— Begin Data for this exercise —

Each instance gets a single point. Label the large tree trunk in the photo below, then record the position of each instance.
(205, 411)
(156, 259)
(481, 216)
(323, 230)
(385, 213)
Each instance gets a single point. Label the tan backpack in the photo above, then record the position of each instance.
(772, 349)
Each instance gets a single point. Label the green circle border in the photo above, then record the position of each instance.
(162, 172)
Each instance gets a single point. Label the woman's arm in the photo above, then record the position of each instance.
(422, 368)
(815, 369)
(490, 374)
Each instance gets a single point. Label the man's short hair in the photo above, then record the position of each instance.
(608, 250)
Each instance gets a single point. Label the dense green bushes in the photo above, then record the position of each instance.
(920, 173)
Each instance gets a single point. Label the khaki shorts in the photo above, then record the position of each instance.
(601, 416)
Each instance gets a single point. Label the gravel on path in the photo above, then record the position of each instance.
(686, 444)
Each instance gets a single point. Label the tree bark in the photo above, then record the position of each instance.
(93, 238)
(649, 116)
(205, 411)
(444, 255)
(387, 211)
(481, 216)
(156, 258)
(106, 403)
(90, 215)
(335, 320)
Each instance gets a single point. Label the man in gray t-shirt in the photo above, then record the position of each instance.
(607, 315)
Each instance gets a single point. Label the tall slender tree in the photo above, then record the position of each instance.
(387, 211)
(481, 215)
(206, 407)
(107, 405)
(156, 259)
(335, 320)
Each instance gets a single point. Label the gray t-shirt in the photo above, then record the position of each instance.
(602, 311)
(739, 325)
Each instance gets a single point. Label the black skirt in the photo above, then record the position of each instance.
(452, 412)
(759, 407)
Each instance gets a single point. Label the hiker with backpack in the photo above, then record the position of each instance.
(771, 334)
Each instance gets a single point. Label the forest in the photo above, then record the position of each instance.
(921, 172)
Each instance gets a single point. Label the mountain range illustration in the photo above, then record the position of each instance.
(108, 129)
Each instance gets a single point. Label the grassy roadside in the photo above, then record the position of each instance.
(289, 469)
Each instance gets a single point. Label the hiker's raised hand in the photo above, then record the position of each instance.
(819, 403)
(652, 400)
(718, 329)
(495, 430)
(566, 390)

— End Data for this exercise —
— Begin Data for this exercise —

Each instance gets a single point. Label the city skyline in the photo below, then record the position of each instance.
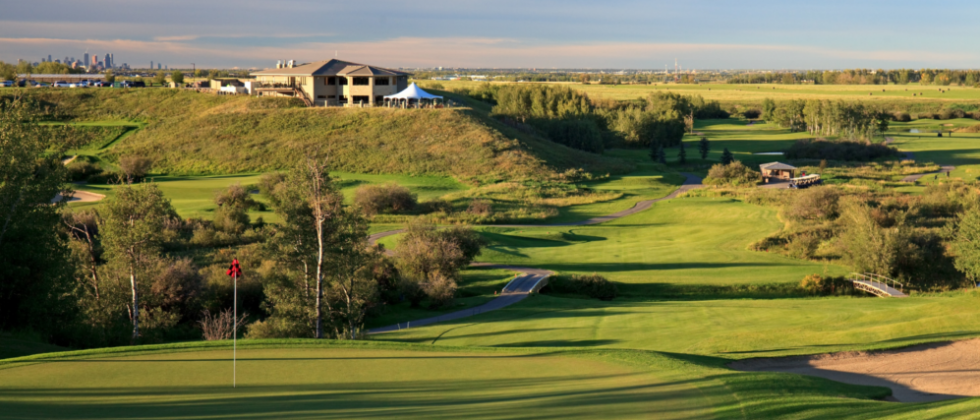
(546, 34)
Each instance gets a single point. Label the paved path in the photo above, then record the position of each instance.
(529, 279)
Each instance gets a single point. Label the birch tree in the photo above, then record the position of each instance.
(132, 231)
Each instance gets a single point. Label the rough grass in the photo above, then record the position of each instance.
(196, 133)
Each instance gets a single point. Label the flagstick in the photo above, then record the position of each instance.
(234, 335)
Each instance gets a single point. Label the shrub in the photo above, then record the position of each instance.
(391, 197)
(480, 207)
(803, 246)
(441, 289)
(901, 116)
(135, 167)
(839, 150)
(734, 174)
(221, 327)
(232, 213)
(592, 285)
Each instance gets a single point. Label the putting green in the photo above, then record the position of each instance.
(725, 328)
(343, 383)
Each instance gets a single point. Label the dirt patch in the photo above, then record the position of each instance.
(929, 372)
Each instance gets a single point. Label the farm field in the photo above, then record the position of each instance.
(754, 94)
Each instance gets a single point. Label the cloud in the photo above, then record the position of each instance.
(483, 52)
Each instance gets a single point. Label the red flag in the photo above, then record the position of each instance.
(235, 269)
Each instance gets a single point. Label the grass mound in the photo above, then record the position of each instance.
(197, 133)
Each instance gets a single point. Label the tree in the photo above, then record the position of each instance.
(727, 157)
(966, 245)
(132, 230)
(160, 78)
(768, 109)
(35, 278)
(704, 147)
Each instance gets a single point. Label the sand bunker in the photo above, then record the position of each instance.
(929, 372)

— End Data for this exercise —
— Begin Data for this exercise —

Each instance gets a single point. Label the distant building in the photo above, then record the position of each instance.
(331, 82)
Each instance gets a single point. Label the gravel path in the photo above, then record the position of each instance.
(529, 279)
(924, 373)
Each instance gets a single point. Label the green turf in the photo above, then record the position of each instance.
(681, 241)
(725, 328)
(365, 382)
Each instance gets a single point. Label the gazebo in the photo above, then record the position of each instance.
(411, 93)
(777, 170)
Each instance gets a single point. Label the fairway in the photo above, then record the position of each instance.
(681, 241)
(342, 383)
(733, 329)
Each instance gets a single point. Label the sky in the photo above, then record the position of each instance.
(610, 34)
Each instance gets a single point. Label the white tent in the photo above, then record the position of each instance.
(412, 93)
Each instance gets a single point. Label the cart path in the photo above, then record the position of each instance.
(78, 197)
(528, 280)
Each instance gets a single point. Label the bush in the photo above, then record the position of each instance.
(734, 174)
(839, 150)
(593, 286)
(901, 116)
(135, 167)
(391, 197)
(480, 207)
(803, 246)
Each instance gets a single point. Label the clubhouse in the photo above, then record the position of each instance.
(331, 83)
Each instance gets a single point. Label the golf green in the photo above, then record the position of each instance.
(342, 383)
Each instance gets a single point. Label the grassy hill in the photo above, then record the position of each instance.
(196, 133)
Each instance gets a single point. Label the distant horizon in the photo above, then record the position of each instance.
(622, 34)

— End Data for this exercise —

Exercise: Extract every line of the data above that contains the word "gray", and write each one out in full.

Completed task:
Each instance gets a single point. Label the man in gray t-shirt in the photo above, then record the position of each instance.
Each instance gets a single point. Label the gray t-shirt in the photo above, then record the position of each instance.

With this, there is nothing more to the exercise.